--- start of TEXT ---

Speculative decoding. Speculative decoding⁶ is an inference-time optimization technique that accelerates autoregressive generation without changing the output distribution. The core idea is to use a smaller, faster draft model to generate several candidate tokens ahead, and then verify them in parallel using a larger target model. Since the target model can evaluate multiple tokens simultaneously in a single forward pass, accepted tokens effectively skip the sequential bottleneck of autoregressive decoding. Rejected tokens are discarded and generation resumes from the last accepted position. This technique can yield significant speedups, 2 to 3 times faster in real world applications, while the output tokens distribution is mathematically equivalent to the one of the target model alone.

To wrap up¶

This documentation presented the complete pipeline for training, evaluating, and deploying a Transformer model for machine translation. The training phase centered on the next-token prediction task using the cross-entropy learning objective under teacher forcing. Key components for stable training included learning rate scheduling strategies, spanning the original inverse square root schedule and the modern Warmup-Stable-Decay approach, alongside regularization techniques such as dropout, label smoothing, and gradient norm clipping.

--- end of TEXT ---
--- start of DATA SUPPLIED ---

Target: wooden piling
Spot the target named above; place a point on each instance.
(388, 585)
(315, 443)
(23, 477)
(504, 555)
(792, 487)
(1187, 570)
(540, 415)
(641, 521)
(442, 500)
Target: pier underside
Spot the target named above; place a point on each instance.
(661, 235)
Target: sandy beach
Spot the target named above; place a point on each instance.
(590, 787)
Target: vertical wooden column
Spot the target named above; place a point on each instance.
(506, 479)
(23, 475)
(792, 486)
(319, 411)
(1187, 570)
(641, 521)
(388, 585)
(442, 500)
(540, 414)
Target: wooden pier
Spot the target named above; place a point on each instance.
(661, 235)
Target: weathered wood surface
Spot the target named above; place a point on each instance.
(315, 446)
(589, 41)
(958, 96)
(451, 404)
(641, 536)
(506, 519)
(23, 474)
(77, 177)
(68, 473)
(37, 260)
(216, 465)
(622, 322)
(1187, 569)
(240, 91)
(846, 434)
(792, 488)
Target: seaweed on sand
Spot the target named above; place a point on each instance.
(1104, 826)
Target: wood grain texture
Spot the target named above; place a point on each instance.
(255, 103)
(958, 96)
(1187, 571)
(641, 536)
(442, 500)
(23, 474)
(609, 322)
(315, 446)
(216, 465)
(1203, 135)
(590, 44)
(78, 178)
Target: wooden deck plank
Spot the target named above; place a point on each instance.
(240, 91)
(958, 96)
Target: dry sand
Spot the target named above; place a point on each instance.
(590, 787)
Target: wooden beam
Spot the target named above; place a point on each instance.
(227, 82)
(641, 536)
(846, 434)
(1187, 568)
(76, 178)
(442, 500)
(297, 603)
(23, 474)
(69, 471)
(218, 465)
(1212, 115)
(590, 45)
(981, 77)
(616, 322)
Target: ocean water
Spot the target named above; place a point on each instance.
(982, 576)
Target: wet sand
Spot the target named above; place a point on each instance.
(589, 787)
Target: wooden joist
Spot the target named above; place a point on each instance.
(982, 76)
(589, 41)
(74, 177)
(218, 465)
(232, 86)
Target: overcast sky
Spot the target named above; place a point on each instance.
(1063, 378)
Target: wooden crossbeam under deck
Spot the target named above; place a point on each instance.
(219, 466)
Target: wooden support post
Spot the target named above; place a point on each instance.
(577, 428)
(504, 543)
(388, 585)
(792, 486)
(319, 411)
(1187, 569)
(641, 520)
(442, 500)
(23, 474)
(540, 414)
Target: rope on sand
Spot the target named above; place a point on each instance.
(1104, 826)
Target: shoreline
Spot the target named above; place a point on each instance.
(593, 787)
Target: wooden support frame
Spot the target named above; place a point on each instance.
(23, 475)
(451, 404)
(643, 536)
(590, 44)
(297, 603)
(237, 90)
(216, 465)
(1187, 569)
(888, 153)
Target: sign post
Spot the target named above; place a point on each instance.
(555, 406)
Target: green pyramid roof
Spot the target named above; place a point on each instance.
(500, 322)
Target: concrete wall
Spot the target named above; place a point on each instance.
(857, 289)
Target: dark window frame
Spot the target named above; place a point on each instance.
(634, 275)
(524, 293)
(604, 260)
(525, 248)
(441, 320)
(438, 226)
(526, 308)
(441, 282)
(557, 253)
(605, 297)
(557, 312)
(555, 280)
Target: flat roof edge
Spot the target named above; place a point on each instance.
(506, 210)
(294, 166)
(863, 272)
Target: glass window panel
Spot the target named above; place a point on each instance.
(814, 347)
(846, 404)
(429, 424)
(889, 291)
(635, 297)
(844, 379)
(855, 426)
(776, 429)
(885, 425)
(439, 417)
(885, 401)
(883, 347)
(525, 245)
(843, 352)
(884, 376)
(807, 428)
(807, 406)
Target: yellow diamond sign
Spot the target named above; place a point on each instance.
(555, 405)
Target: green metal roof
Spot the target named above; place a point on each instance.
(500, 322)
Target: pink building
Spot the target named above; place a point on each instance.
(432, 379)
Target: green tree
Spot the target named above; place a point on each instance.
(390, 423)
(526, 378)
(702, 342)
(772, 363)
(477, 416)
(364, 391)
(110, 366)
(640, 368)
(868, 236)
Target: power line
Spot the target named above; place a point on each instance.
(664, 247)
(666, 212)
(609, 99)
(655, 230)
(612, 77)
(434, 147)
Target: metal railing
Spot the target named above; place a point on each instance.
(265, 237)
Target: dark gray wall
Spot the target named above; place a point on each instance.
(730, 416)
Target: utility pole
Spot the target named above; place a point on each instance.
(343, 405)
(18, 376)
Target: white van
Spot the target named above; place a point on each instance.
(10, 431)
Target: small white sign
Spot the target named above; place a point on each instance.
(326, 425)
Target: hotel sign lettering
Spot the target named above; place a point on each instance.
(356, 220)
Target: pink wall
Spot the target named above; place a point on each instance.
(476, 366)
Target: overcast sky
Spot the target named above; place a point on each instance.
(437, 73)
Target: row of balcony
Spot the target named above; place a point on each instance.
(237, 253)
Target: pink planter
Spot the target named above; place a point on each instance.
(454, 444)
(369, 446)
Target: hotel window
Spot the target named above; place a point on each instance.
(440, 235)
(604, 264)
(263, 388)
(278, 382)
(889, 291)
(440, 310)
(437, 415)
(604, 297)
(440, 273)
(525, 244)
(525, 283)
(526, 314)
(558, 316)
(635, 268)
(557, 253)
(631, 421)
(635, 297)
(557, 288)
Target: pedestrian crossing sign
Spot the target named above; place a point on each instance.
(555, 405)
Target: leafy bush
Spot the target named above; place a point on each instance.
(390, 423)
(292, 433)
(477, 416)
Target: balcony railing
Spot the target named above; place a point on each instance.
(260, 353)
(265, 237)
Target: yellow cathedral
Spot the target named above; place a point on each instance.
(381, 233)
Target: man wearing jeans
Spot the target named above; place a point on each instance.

--- end of DATA SUPPLIED ---

_TASKS FOR THIS EXERCISE_
1. In the Transformer documentation, how much faster can speculative decoding make generation in real-world applications?
2. Continue the Transformer documentation from the point where it stops.

_RESPONSES TO THE TASKS_
1. It can make generation 2 to 3 times faster.

2.
In the inference phase, the model's autoregressive generation process was detailed. To select the best tokens from the output distribution, two decoding strategies were discussed: greedy decoding, which is straightforward but locally optimal, and beam search, which maintains multiple hypotheses to find globally superior sequences while applying length normalization.

Finally, the experimental results confirmed the effectiveness of the implementation. Over two epochs of training on the Europarl corpus, the training loss appropriately converged. Evaluation metrics computed on the test set revealed that the model achieves strong in-domain translation performance, as measured by steady improvements in BLEU and ROUGE scores alongside decreasing perplexity. Qualitative assessments further highlighted the model's fluency on institutional domains, while also acknowledging limitations on out-of-domain text containing unseen vocabulary.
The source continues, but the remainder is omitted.